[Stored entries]

========

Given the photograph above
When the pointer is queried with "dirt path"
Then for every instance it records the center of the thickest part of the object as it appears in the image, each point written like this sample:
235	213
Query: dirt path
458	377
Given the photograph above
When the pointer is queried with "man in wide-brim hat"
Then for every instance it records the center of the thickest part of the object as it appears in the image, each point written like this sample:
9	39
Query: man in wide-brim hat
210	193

========

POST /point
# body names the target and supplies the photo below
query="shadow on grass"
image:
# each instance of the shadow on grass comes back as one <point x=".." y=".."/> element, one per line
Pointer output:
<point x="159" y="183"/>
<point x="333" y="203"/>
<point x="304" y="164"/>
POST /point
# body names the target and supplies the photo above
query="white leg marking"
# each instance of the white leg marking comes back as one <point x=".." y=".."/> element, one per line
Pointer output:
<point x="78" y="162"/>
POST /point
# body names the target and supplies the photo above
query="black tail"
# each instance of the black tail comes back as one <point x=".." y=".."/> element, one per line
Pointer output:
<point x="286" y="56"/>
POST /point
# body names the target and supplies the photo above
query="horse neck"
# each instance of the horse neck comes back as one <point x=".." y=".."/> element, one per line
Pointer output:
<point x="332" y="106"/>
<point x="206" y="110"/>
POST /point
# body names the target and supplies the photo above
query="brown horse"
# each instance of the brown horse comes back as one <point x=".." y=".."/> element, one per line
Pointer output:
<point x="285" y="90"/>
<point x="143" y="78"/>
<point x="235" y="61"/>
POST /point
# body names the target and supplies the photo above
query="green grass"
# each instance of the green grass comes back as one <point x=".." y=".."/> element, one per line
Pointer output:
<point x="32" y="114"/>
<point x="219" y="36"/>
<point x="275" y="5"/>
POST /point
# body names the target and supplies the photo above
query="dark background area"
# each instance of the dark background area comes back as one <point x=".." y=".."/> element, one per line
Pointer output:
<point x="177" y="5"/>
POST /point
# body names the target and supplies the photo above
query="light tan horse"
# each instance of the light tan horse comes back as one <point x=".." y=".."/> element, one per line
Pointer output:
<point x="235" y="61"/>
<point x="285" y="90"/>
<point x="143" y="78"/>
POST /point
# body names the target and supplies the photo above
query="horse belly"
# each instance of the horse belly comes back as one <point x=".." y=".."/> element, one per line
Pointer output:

========

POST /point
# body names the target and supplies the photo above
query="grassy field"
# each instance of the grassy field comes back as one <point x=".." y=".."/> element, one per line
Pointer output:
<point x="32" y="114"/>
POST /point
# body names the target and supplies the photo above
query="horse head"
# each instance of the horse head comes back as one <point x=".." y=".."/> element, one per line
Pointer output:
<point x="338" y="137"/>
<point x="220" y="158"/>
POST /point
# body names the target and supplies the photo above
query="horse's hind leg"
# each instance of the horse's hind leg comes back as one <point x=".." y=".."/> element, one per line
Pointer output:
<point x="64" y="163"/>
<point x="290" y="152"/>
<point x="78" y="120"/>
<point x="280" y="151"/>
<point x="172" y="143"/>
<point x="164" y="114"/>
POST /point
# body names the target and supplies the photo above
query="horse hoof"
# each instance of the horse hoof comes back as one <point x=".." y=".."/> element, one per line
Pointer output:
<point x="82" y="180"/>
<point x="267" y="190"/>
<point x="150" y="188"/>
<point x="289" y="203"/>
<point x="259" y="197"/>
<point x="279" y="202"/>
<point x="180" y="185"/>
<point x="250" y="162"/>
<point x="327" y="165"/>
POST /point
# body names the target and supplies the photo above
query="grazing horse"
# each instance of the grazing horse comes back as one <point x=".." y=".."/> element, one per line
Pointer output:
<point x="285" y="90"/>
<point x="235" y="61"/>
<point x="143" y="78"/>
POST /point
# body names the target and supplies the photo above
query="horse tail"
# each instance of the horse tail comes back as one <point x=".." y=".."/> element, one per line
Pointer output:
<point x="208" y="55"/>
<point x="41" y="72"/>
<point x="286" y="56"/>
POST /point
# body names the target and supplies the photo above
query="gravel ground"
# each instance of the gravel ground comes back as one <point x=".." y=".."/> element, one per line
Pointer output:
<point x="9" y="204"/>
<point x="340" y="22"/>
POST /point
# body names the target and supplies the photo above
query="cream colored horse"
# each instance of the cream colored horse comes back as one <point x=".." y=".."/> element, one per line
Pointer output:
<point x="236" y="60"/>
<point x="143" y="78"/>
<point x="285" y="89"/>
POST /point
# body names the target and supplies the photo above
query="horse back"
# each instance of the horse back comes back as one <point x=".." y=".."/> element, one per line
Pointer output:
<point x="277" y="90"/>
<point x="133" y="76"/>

========

=== SHORT PROBLEM ===
Count the lines in the items above that contain the string "When" and give only that number.

=== WORKED SOLUTION ===
2